Work instructions: Write out every one of the following rows word for word, with no changes.

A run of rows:
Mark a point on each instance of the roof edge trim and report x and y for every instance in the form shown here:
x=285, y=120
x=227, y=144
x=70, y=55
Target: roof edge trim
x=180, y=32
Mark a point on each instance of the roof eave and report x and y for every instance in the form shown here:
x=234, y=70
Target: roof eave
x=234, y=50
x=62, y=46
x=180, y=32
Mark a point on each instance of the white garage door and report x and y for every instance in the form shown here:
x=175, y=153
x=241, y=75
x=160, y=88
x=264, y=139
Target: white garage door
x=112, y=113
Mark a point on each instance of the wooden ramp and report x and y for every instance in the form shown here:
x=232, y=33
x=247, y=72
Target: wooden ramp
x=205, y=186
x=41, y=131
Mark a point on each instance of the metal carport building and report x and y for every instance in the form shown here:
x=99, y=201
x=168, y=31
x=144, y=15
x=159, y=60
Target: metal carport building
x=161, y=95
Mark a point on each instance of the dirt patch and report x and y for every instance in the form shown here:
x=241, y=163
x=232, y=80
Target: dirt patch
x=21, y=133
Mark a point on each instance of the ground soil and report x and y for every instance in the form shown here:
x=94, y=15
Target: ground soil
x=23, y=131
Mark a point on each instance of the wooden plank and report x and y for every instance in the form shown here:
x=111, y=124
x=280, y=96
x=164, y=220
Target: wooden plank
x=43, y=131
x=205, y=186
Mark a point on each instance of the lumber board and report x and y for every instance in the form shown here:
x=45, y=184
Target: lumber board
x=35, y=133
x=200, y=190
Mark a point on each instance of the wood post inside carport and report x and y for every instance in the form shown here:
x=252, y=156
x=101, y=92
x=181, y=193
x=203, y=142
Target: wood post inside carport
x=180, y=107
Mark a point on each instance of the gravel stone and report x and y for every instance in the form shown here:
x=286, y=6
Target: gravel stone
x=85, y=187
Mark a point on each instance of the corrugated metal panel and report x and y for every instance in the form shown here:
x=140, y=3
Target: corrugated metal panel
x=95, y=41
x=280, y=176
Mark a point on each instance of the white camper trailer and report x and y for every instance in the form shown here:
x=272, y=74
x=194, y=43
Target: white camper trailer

Output for this task:
Mark a point on each instance of the roof edge trim and report x and y for every instance in the form shown here:
x=285, y=120
x=227, y=144
x=70, y=55
Target: roof edge trim
x=180, y=32
Mark a point on each instance of the roof eave and report x and y for every instance in the form shown here:
x=234, y=70
Target: roof eave
x=234, y=50
x=62, y=46
x=180, y=32
Mark a point on each instance of the white garage door and report x and y for every instance in the form shown here:
x=175, y=153
x=241, y=75
x=160, y=88
x=264, y=139
Target: white garage door
x=112, y=113
Mark a point on each instance of the wooden ramp and report x and y for every instance in the form shown here:
x=232, y=33
x=247, y=72
Target: wooden ramp
x=205, y=186
x=41, y=131
Mark a point on each instance of the metal carport building and report x and y for every instance in the form shown here:
x=99, y=201
x=168, y=31
x=144, y=15
x=159, y=60
Target: metal carport building
x=161, y=95
Mark a point on each instance of the dirt patch and report x and y for every instance in the form shown here:
x=241, y=163
x=232, y=80
Target: dirt patch
x=21, y=133
Mark a point on each instance of the ground soil and report x and y for every instance in the form shown here:
x=94, y=15
Target: ground soil
x=23, y=131
Mark a point on each instance of the wooden plank and report x and y for every instance in the form shown here:
x=111, y=124
x=280, y=96
x=164, y=220
Target: wooden plank
x=43, y=131
x=205, y=186
Mark a point on each instance of the lumber board and report x and y for every instance in the form shown here:
x=45, y=184
Target: lumber board
x=35, y=133
x=200, y=190
Mark a point on each instance of the wood post inside carport and report x and y for every instance in the form shown here:
x=252, y=156
x=101, y=92
x=181, y=193
x=203, y=142
Target: wood post inside carport
x=180, y=107
Mark a point on each instance of the gravel stone and report x and y for every instance in the form shown here:
x=286, y=6
Target: gravel stone
x=85, y=187
Mark a point on each instance of the corrugated metal panel and report x and y for every instance in the form shown here:
x=140, y=3
Target: corrugated metal panel
x=95, y=41
x=280, y=176
Mark a point on each instance of the white camper trailer and report x and y for every instance in the form shown here:
x=272, y=74
x=194, y=43
Target: white camper trailer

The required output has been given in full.